• **Record set**
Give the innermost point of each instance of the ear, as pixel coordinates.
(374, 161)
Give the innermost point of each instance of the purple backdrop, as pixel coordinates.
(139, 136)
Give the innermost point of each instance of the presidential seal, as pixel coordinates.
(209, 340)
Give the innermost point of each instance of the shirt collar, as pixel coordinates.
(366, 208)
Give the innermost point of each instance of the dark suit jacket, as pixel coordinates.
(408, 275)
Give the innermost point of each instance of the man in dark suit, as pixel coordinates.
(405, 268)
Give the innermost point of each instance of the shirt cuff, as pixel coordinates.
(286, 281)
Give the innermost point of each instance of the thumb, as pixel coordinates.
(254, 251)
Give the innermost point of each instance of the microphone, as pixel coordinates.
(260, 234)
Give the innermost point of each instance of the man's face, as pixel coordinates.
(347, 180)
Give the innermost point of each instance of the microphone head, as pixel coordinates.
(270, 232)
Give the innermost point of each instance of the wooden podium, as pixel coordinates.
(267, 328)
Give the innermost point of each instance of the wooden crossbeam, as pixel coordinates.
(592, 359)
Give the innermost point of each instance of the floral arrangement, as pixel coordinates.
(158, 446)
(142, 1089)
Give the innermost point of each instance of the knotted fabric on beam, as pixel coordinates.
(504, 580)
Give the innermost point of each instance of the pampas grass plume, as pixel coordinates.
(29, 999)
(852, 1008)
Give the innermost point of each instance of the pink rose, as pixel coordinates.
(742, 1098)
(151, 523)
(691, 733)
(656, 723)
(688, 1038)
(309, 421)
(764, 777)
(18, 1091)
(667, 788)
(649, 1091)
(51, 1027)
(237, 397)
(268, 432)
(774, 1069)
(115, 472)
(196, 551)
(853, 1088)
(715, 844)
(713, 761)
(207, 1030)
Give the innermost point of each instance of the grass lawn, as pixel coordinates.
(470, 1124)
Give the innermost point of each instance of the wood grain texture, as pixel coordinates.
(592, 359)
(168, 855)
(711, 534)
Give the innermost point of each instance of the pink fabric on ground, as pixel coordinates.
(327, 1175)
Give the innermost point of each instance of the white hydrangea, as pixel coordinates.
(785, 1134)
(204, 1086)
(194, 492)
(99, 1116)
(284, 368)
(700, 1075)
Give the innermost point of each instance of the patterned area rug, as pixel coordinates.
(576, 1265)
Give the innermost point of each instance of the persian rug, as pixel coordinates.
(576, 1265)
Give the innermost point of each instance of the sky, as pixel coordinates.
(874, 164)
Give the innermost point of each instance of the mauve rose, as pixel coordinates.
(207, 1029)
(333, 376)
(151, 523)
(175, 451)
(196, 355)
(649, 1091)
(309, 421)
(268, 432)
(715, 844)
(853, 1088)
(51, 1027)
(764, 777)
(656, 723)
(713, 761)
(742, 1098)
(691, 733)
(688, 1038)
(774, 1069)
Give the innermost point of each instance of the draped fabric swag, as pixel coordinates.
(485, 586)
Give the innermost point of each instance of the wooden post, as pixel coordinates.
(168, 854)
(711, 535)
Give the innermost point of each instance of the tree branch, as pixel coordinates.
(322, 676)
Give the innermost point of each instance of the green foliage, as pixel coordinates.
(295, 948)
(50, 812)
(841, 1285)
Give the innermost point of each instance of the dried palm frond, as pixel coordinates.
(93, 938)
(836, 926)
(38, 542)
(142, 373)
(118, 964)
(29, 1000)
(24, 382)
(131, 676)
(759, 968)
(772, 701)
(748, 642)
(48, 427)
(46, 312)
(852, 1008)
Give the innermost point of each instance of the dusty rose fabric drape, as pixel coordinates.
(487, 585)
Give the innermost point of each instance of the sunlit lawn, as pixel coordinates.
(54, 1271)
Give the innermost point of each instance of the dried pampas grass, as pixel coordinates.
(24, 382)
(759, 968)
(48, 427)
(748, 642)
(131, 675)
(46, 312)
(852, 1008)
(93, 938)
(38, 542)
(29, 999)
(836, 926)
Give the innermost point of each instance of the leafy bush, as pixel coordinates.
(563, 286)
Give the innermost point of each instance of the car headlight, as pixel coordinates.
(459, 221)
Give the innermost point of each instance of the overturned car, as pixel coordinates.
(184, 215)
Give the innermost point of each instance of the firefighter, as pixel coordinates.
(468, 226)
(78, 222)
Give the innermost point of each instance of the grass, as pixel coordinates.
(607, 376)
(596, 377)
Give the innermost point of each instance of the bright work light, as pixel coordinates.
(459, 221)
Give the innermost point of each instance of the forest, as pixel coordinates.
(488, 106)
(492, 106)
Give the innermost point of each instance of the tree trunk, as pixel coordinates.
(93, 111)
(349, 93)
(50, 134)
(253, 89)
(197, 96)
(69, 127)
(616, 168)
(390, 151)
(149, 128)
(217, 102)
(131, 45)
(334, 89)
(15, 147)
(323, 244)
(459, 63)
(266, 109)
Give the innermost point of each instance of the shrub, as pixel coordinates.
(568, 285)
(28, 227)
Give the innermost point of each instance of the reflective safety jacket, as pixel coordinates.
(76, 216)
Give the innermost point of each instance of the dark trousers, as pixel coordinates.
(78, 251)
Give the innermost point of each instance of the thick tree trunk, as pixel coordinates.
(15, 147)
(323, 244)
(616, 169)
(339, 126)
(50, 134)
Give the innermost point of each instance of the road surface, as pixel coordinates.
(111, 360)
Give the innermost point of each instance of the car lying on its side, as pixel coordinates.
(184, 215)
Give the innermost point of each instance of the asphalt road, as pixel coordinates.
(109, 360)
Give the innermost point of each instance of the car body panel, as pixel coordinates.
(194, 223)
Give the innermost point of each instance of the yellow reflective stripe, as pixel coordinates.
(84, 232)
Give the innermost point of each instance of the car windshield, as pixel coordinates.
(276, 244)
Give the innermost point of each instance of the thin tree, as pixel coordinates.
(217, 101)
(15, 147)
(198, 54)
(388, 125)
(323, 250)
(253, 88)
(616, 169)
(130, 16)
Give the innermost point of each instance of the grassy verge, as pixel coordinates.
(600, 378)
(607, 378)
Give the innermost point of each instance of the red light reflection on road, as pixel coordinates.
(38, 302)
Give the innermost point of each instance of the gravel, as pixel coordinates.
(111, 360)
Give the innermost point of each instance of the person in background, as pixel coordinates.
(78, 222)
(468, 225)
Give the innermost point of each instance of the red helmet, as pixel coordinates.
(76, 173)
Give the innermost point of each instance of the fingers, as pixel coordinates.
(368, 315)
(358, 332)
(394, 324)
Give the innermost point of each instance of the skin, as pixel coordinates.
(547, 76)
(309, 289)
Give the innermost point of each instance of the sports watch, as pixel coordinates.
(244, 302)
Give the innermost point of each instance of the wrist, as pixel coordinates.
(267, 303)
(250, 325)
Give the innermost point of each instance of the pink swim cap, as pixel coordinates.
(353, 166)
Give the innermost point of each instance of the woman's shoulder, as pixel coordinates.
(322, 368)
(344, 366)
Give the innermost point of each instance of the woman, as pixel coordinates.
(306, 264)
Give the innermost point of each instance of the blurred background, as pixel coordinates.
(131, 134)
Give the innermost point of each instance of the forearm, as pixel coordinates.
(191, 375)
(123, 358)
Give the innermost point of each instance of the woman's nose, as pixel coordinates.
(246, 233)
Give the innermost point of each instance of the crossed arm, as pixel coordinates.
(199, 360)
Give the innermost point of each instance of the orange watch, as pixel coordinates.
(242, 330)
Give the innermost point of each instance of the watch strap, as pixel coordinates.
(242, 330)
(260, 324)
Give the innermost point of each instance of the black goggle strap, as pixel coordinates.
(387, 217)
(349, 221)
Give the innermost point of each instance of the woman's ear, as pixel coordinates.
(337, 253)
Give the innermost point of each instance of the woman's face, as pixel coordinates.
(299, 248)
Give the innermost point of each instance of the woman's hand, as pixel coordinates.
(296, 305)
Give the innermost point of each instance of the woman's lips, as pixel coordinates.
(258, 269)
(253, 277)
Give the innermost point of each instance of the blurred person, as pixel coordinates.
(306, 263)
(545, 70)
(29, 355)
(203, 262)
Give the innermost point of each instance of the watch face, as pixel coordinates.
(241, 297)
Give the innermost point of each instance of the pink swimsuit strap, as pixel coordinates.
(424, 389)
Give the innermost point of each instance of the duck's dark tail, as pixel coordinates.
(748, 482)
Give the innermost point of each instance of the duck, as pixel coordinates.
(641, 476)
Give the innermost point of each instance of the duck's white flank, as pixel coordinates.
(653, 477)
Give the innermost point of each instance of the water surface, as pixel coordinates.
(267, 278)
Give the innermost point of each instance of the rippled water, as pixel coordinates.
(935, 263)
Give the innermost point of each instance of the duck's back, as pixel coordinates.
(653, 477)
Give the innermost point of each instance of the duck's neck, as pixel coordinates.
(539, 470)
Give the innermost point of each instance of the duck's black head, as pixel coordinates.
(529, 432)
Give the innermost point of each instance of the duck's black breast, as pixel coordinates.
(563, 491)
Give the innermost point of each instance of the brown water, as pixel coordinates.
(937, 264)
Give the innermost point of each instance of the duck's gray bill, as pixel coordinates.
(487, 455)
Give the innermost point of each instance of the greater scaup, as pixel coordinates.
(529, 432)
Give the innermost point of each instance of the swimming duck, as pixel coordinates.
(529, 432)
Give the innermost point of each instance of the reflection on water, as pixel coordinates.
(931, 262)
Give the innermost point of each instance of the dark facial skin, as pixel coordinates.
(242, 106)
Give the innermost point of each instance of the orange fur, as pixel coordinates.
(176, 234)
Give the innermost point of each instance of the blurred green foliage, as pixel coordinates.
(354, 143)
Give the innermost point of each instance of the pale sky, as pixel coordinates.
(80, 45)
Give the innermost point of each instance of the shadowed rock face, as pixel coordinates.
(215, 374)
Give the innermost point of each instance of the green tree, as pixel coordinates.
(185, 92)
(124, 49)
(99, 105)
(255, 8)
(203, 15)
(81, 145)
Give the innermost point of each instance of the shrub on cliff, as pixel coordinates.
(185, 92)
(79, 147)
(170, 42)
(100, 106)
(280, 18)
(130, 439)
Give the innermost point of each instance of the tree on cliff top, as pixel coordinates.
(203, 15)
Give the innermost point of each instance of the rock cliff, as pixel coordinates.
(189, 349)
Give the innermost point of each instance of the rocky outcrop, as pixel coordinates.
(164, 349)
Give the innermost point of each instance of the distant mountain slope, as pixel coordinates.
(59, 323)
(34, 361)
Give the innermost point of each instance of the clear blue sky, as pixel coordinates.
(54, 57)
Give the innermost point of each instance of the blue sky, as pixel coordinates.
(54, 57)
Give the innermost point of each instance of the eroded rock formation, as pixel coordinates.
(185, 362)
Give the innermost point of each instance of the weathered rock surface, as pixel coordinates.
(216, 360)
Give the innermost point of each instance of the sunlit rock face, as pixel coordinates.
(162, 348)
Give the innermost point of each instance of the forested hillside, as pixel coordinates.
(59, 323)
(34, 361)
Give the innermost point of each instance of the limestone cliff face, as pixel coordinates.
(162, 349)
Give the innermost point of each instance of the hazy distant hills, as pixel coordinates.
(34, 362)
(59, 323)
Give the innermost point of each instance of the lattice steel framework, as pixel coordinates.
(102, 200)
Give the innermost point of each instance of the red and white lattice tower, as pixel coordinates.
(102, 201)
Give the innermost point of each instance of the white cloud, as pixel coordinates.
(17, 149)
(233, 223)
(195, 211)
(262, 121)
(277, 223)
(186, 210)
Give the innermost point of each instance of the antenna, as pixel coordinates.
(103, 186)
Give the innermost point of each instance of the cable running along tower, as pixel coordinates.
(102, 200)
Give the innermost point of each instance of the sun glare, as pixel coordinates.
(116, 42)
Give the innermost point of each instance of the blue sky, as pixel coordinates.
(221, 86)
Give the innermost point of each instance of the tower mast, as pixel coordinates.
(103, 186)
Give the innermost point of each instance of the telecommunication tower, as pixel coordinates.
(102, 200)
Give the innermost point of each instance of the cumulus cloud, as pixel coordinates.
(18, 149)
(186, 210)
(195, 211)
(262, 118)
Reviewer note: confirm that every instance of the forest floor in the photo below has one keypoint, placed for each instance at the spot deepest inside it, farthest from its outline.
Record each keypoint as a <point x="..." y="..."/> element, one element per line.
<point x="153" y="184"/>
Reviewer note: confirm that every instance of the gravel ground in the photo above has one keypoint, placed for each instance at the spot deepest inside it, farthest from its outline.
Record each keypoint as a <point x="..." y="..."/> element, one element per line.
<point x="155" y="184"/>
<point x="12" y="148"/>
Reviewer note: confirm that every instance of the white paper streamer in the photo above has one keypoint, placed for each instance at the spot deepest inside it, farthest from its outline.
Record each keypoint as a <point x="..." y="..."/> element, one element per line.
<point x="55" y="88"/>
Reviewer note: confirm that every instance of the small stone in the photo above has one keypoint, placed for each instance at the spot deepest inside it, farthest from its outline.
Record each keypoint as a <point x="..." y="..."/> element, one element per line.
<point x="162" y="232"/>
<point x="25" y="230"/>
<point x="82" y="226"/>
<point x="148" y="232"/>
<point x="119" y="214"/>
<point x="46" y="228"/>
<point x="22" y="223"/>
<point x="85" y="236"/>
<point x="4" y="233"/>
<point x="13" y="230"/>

• **Task prompt**
Reproduce the stretch of the listing from the line containing "Give the innermost point of each instance of the persian" through the line containing "(841, 1285)", substituting "lilac" for "mauve" and changing nothing else.

• **In response**
Give the innermost point of each instance of the persian rug, as pixel coordinates.
(576, 1265)
Give the innermost point of each instance of the sky, as pixel coordinates.
(874, 164)
Give the innermost point of each instance of the lilac rose, as pixel coordinates.
(207, 1029)
(333, 376)
(151, 523)
(175, 451)
(196, 355)
(649, 1091)
(309, 421)
(268, 432)
(715, 844)
(853, 1088)
(51, 1027)
(764, 777)
(656, 723)
(713, 761)
(742, 1098)
(691, 733)
(688, 1038)
(774, 1069)
Give the innermost point of each instance of the draped fabric swag, as pixel coordinates.
(485, 586)
Give the innermost point of each instance of the wooden post, as pixel coordinates.
(168, 854)
(711, 535)
Give the innermost point of each instance of the tree branch, as pixel coordinates.
(322, 676)
Give the innermost point of each instance of the green foliage, as pixel coordinates.
(295, 948)
(50, 812)
(841, 1285)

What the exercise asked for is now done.